** Opening Dataset records block **

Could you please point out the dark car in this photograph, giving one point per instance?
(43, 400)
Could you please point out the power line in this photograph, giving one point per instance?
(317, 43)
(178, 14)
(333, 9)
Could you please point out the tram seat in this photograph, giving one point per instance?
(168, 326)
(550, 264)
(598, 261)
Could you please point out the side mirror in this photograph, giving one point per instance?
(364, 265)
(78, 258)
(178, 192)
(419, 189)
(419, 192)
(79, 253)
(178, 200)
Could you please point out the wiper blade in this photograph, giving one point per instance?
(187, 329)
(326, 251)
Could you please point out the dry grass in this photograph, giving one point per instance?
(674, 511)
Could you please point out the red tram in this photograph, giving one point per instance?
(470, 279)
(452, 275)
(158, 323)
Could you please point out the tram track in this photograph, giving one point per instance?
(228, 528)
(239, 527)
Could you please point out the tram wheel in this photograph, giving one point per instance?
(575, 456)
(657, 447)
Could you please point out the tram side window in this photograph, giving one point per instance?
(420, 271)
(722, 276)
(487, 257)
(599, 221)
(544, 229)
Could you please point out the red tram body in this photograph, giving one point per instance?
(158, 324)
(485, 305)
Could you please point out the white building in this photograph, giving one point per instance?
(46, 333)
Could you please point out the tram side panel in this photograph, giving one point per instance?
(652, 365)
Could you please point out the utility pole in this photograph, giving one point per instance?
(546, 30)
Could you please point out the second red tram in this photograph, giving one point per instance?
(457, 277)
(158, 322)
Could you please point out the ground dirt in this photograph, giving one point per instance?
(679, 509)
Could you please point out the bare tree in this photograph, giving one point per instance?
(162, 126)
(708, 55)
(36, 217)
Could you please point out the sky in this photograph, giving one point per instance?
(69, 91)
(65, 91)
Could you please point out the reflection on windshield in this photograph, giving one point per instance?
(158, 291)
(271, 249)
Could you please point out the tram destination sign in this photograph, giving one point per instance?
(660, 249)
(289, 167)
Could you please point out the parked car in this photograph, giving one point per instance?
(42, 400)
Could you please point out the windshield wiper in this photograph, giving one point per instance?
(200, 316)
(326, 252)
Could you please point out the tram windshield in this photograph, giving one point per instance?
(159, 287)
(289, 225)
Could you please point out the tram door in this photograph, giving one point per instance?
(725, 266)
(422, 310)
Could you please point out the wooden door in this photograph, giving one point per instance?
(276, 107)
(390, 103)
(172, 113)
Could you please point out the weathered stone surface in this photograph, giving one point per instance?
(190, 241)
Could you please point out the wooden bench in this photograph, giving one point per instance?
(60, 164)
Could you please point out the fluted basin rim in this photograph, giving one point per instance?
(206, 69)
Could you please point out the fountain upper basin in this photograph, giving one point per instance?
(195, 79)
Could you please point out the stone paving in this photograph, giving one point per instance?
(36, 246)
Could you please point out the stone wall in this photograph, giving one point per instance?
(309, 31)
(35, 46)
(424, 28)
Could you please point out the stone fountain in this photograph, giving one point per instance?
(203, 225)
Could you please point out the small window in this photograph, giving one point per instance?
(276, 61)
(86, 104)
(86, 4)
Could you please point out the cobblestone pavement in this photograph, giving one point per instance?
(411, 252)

** Closing Dataset records block **

--- What the task asks ---
Every record must be transcribed exactly as written.

--- Answer space ---
Could you please point out the dark car in this photograph, giving one point per instance?
(43, 400)
Could you please point out the power line in this photograph, giving one point per instance?
(317, 43)
(178, 14)
(333, 9)
Could you please point out the tram seat in this photograph, giving one point per instance?
(168, 326)
(550, 264)
(598, 261)
Could you please point out the side mirror in this photograph, giving one point per instance?
(364, 265)
(78, 258)
(178, 192)
(419, 189)
(419, 192)
(79, 253)
(178, 200)
Could you please point out the wiper blade in this photograph, giving one point per instance?
(187, 329)
(326, 251)
Could you please point out the dry grass in this photograph, giving one point per instance?
(674, 511)
Could you please point out the red tram in this photograph, giving one point per instance?
(470, 279)
(452, 275)
(158, 323)
Could you please point out the tram track in this photograph, giving one point per instance?
(228, 528)
(239, 527)
Could you please point out the tram wheel in this photograph, giving one point per instance?
(575, 456)
(657, 447)
Could you please point out the tram side window in this photograph, giving one point per instance?
(420, 271)
(722, 276)
(487, 257)
(599, 221)
(544, 229)
Could you please point out the red tram body in this photograph, giving one point per instance?
(158, 324)
(485, 305)
Could you please point out the white building in this photograph, giving one point per instance?
(46, 333)
Could you please point out the tram side panel in this photograph, giving one point per instance?
(652, 365)
Could you please point out the utility pole in this photograph, giving one point per instance?
(546, 30)
Could you please point out the second red tram in this photograph, giving one point per instance?
(457, 277)
(158, 322)
Could you please point out the ground dirt in this photograph, giving one point per instance?
(679, 509)
Could you please point out the bare tree in this photograph, giving one point per instance?
(162, 126)
(708, 55)
(36, 217)
Could you please point out the sky in this photograph, giving one point per instance?
(69, 91)
(65, 91)
Could you please point out the reflection on windshield in this photograph, giving one point per instance?
(158, 291)
(271, 249)
Could you please point out the tram destination sign in this photograph, giving one point per instance?
(660, 249)
(289, 167)
Could you please point out the parked car in this photograph, giving one point per instance?
(42, 400)
Could you please point out the windshield wiper in this photograph, giving one point per instance?
(200, 316)
(326, 252)
Could you please point out the tram windshield in this photograph, giving one point per instance?
(159, 287)
(289, 225)
Could you please point out the tram door in this photograph, giving one point per instance?
(725, 266)
(422, 310)
Could you please point out the wooden door in this photograph, giving one point per instance?
(276, 107)
(390, 103)
(172, 113)
Could you please point out the weathered stone surface in this photograph, giving one point per instance?
(190, 241)
Could you please point out the wooden bench in this photograph, giving one point per instance?
(60, 164)
Could you please point out the fluted basin rim in this photograph, giving one point per instance?
(206, 69)
Could you please point out the fountain upper basin in this photograph, giving one point per instance?
(195, 79)
Could you please point out the stone paving in this photograph, giving one point per instance?
(36, 246)
Could you please point out the stone wall in this photograph, giving one point per instance?
(309, 31)
(35, 46)
(424, 28)
Could you please point out the stone fountain in this photograph, giving one point per instance?
(203, 225)
Could you please point out the small window in this photograph, giving one point per instance?
(276, 61)
(86, 104)
(86, 4)
Could you please point out the cobblestone pavement in this photograph, giving one point per instance?
(411, 252)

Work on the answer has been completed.